Please set down each entry exactly, omitting any picture it holds.
*** DATA PROVIDED
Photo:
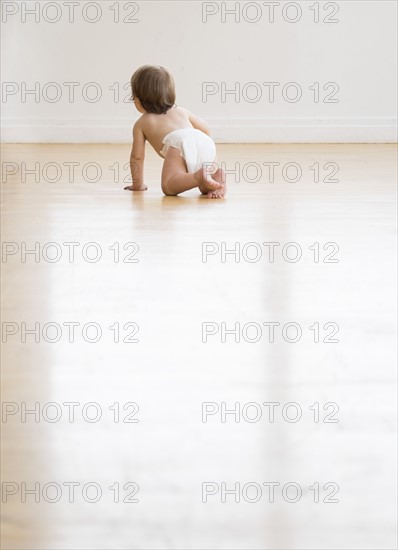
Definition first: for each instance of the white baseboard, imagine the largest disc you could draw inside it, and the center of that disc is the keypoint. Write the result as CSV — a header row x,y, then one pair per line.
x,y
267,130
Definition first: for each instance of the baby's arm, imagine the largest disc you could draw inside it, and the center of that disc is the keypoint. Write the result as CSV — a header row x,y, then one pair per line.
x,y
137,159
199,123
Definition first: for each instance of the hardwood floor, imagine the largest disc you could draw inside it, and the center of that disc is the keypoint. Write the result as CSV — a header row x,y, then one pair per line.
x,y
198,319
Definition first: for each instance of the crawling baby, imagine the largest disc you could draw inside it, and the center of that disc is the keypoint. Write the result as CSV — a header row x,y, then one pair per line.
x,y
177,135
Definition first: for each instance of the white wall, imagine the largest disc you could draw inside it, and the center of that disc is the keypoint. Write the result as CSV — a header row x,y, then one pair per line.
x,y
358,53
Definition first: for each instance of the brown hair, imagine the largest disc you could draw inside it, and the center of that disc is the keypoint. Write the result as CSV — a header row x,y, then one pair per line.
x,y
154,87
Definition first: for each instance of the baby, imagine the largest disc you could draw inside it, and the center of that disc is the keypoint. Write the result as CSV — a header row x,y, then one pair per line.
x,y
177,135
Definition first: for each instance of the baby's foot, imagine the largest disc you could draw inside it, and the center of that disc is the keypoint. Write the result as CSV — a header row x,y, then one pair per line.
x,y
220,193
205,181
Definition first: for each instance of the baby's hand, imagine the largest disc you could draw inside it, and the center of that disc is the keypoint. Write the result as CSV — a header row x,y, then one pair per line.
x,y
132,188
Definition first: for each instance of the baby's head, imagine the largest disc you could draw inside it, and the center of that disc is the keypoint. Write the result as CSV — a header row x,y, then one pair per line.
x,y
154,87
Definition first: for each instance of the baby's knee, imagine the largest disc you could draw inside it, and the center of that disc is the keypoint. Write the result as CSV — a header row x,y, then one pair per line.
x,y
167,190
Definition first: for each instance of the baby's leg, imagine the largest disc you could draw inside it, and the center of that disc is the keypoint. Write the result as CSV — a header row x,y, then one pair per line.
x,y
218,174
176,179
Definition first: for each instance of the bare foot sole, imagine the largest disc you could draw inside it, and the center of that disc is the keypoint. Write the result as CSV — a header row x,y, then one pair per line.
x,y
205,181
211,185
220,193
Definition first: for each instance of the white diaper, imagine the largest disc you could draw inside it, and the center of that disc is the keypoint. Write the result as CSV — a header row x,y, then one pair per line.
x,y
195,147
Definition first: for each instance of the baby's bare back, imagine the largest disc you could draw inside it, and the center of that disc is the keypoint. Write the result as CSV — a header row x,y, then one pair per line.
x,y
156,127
******
[EXERCISE ANSWER]
Photo:
Definition first: for each instance of the white baseboard, imagine the largest disc you could draw inside it, and the center of that disc is the keypoint. Write the result as CSV — a header row x,y, then one pair per line.
x,y
267,130
Definition first: for each instance of the baby's arm, imagine the largest disc you could draw inside it, and the center of that disc is the keypoint. Write the result as CSV — a header row x,y, then one pair per line.
x,y
137,159
199,123
Definition first: for each instance of the hardwood floor, imagine the largest disc you could draw inside it, and the center of that disc is the keypoint. Write the result as CSV — a header row x,y, then one pair per line.
x,y
198,319
Definition first: for each instance of the crawling baby, imagine the largest disc you could draw inside it, and the center of that disc is the keypoint. Write the result as CSV — a header row x,y, then one pair per line.
x,y
177,135
Definition first: for each instance of the white wall, imagine the largest disc you could draw inside it, and the center of that disc is the keypoint. Write the result as CSV — a header row x,y, then one pair per line.
x,y
358,53
Definition first: for each instance of the brown hair, imagine the largest disc you could draw inside it, and the center of that disc is the keypoint. Write the result as CSV — a header row x,y, then one pair per line.
x,y
154,87
Definition first: for each instance of the baby, imagine the largest disc you could draw inside it, and the center of that disc is the keypoint. Write the result as CSV — a header row x,y, then one pair per line.
x,y
177,135
Definition first: for each instance of the baby's foot, imagine the largest disc you could draw inside it, and the center of that disc is the keypoint. Write the result as CSV — a header row x,y, then one pair per line.
x,y
220,193
205,181
Definition first: for each instance of the baby's hand, imagine the largest disc you could draw inside it, and the center of that disc is the keypoint. Write the result as CSV — a header row x,y, then one pair per line.
x,y
132,188
Definition first: for each instance of the baby's head, imagine the largest disc you could draw inside it, and the center of that disc is the keypoint. Write the result as CSV — a header row x,y, then one pair per line.
x,y
154,87
Definition first: for each instance of the baby's knee, imagine the largest disc you could draw inside it, and the center of that disc is the keypoint. Write the result as CSV — a header row x,y, then one pair per line.
x,y
167,190
Definition first: for each instance of the baby's leg, imagine the largest disc you could draw inside it, and the center of that disc is the keypoint. Write the result as CSV — a header row x,y, then one pair per line.
x,y
218,174
176,179
Definition first: for each instance of the bare foot sole, imagine the largest disc you could draw inside it, and the center of that disc is the keypoint. Write the result as CSV — a header row x,y, then one pair per line.
x,y
205,181
211,185
220,193
Definition first: for each instance of the white diaper, imagine the largest disc you could draw inside it, and the center of that disc is the keypoint. Write the result as CSV — a header row x,y, then one pair per line.
x,y
195,147
Definition first: for each instance of the baby's bare back, imagine the largest disc you could draw inside it, and the center of that disc is the keypoint. Write the result as CSV — a header row x,y, then one pair per line.
x,y
156,127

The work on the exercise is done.